Economic worries hit stocks, oil; euro slips

2011-06-06 17:38

New York - Major stock markets fell for a fourth session on Monday on concerns about slowing global economic growth, while the euro slipped after a German official suggested a second Greek bailout was not yet certain.

Crude oil prices were lower ahead of an Opec meeting later this week, weighed by growing signs that high prices are destroying energy demand in the West.

Friday's weak U.S. labor data pushed the benchmark S&P 500 stock index to its fifth weak of losses, but the index is still up nearly 3.0% for the year.

The Dow Jones industrial average was down 40.15 points, or 0.33%, at 12 111.11. The Standard & Poor's 500 Index was down 7.67 points, or 0.59%, at 1 292.49. The Nasdaq Composite Index was down 10.82 points, or 0.40%, at 2 721.96.

"This seems like a continuation of sentiment from last week, where investors are coming to the realization that the economy is not growing as strongly as once anticipated," said Wasif Latif, vice president of equity investments at USAA Investment Management in San Antonio, Texas.

▬▬▬▬▬▬▬▬▬▬

Problems and tasks —
a - List every stock market index that the market report names, with the level it gives for each.
b - Write the next few paragraphs of the market report on falling stocks, oil and the euro, picking up after its last sentence.
The material that comes after this market report is separate from it.

Excerpted data —
▬▬▬▬▬▬▬▬▬▬

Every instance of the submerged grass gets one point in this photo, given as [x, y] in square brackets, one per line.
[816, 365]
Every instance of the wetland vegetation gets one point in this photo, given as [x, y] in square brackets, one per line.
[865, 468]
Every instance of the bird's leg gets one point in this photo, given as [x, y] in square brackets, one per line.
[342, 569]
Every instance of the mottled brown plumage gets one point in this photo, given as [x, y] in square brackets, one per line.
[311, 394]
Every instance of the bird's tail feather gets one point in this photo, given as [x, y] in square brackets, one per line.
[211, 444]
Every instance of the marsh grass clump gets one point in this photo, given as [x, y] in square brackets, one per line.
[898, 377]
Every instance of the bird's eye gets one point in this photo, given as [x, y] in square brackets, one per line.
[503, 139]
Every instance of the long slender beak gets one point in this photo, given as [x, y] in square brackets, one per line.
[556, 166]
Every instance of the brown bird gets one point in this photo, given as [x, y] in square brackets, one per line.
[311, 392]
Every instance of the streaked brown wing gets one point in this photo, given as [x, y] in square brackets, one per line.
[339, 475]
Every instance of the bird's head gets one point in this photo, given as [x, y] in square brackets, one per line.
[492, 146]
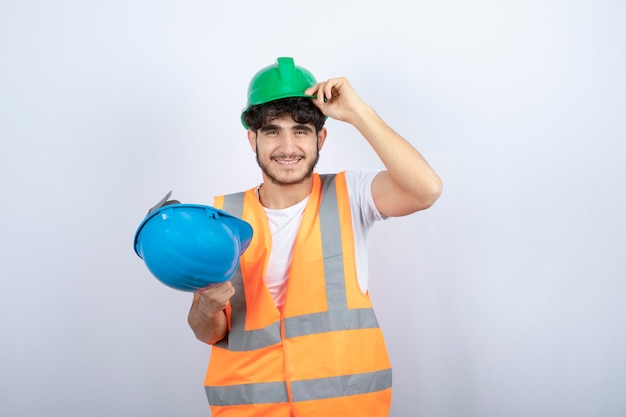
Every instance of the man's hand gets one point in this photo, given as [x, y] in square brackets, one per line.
[215, 297]
[207, 317]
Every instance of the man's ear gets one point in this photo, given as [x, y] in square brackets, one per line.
[321, 138]
[252, 139]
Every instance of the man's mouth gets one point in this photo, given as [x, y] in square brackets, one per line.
[288, 161]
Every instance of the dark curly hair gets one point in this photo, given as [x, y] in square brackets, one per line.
[301, 109]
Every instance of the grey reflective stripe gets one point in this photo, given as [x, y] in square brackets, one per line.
[238, 338]
[361, 318]
[304, 390]
[340, 386]
[331, 245]
[259, 393]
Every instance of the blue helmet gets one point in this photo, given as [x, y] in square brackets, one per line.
[190, 246]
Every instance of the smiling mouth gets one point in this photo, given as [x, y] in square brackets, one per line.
[287, 161]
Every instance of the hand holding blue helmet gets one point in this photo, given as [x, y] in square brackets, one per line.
[190, 246]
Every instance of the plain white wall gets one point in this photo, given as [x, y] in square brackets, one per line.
[504, 299]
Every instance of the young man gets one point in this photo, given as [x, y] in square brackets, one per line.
[293, 332]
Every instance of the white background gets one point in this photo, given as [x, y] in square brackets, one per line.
[504, 299]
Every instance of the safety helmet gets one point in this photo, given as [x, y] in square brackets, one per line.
[190, 246]
[281, 80]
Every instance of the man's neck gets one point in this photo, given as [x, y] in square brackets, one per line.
[276, 197]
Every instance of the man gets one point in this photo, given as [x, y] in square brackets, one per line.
[293, 332]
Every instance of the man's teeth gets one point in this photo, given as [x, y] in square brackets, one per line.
[288, 161]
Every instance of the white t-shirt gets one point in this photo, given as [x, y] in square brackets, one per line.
[284, 225]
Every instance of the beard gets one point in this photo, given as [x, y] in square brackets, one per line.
[291, 180]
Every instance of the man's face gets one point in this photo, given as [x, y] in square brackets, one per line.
[287, 151]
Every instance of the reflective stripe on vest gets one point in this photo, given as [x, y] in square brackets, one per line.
[337, 317]
[309, 389]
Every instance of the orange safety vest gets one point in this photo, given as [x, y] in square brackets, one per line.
[325, 354]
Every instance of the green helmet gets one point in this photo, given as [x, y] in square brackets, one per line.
[281, 80]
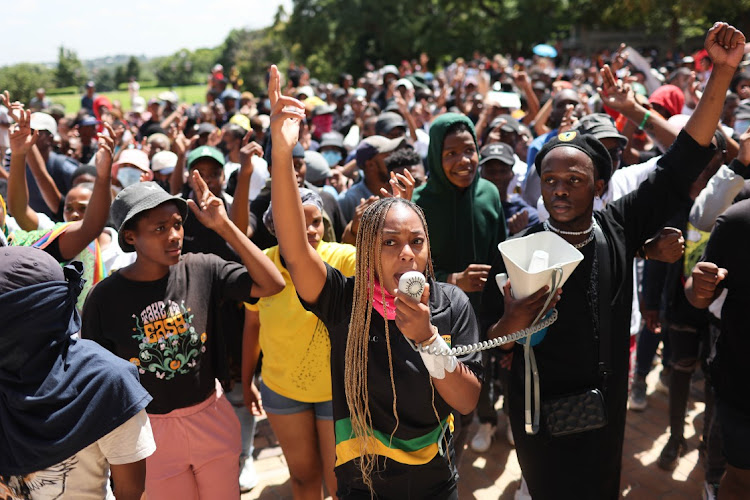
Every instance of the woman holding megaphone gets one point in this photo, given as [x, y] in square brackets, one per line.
[391, 404]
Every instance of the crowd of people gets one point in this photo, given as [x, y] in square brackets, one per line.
[172, 271]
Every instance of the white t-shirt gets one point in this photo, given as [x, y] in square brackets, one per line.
[85, 475]
[257, 179]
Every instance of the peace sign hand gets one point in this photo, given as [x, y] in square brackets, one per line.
[286, 114]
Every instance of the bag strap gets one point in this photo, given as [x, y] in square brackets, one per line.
[604, 280]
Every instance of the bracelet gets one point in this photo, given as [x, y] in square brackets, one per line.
[645, 119]
[642, 252]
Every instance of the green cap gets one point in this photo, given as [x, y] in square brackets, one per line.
[205, 152]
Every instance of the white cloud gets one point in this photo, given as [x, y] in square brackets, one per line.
[35, 29]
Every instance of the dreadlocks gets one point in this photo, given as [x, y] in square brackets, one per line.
[369, 247]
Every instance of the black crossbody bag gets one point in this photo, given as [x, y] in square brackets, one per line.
[586, 411]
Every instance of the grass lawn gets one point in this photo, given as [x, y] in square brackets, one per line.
[190, 94]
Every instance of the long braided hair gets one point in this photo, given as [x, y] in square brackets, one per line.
[369, 244]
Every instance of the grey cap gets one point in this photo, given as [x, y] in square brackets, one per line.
[317, 167]
[388, 121]
[138, 198]
[601, 126]
[497, 151]
[376, 144]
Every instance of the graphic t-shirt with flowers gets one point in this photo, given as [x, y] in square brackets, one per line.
[165, 326]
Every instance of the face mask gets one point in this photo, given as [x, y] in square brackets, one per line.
[332, 157]
[128, 176]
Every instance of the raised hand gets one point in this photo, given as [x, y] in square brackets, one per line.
[619, 58]
[725, 45]
[744, 155]
[22, 138]
[247, 151]
[473, 278]
[208, 209]
[569, 120]
[104, 153]
[518, 222]
[413, 316]
[668, 246]
[614, 93]
[401, 184]
[286, 114]
[706, 277]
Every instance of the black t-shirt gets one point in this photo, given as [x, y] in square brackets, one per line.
[729, 247]
[165, 327]
[453, 316]
[568, 357]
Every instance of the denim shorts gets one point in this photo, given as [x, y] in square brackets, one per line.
[275, 403]
[735, 435]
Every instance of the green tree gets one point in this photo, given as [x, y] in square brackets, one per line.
[105, 80]
[133, 69]
[176, 69]
[70, 70]
[22, 80]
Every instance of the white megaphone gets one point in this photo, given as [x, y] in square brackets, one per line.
[531, 260]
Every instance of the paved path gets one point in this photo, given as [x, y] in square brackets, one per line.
[496, 474]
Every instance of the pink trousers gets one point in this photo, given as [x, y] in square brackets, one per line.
[197, 452]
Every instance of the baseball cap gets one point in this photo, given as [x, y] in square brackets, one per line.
[205, 152]
[376, 144]
[43, 121]
[600, 126]
[204, 128]
[388, 121]
[168, 96]
[138, 198]
[586, 143]
[241, 120]
[389, 69]
[139, 104]
[317, 167]
[510, 125]
[324, 109]
[497, 151]
[88, 121]
[305, 90]
[332, 139]
[164, 162]
[135, 158]
[406, 83]
[230, 94]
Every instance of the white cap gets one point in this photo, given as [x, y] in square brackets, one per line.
[43, 121]
[164, 162]
[139, 104]
[406, 83]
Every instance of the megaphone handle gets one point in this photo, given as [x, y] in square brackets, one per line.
[489, 344]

▬▬▬▬▬▬▬▬▬▬

Results in order —
a -
Dow Jones industrial average: 12 111.11
Standard & Poor's 500 Index: 1 292.49
Nasdaq Composite Index: 2 721.96

b -
"The weak economic data throughout last week corroborated those suspicions and because of that you are seeing the continuation (of the equities slide)."

The FTSEurofirst 300 traded down 0.5% at 1 105.40 points.

World stocks, as measured by the MSCI world equity index, fell 0.2%. The Thomson Reuters global stock index dropped 0.4%. Emerging market stocks shed 0.2%.

"All in all, the big picture isn't rosy. There is no durable economic growth in developed countries, there's a risk of overheating in China and there's also the inflation issue. Sentiment is not really positive on the market at the moment," said Arnaud Poutier, co-head of IG Markets France.

Brent crude oil was last down $1.34 at $114.50, while US crude fell $1.25 to $98.94 a barrel.

At an OPEC meeting this week, the cartel could lift its oil production targets, although leading member Saudi Arabia is likely to face tough opposition in its push to raise supply from hawks Venezuela and Iran.

Greek bailout not certain

The euro last traded 0.2% lower at $1.4606, after dipping below $1.46 after a spokesman for the German finance ministry said a second aid program for Greece was not yet certain.

Policymakers have inched toward a new bailout package that German media said could exceed €100bn, and that helped the euro hit a one-month high of $1.4658.

Traders said the market assumes a deal will be reached to allow Greece more time to repay its debt and that markets also were already bracing for European Central Bank President Jean-Claude Trichet on Thursday to signal plans to raise euro zone interest rates in July.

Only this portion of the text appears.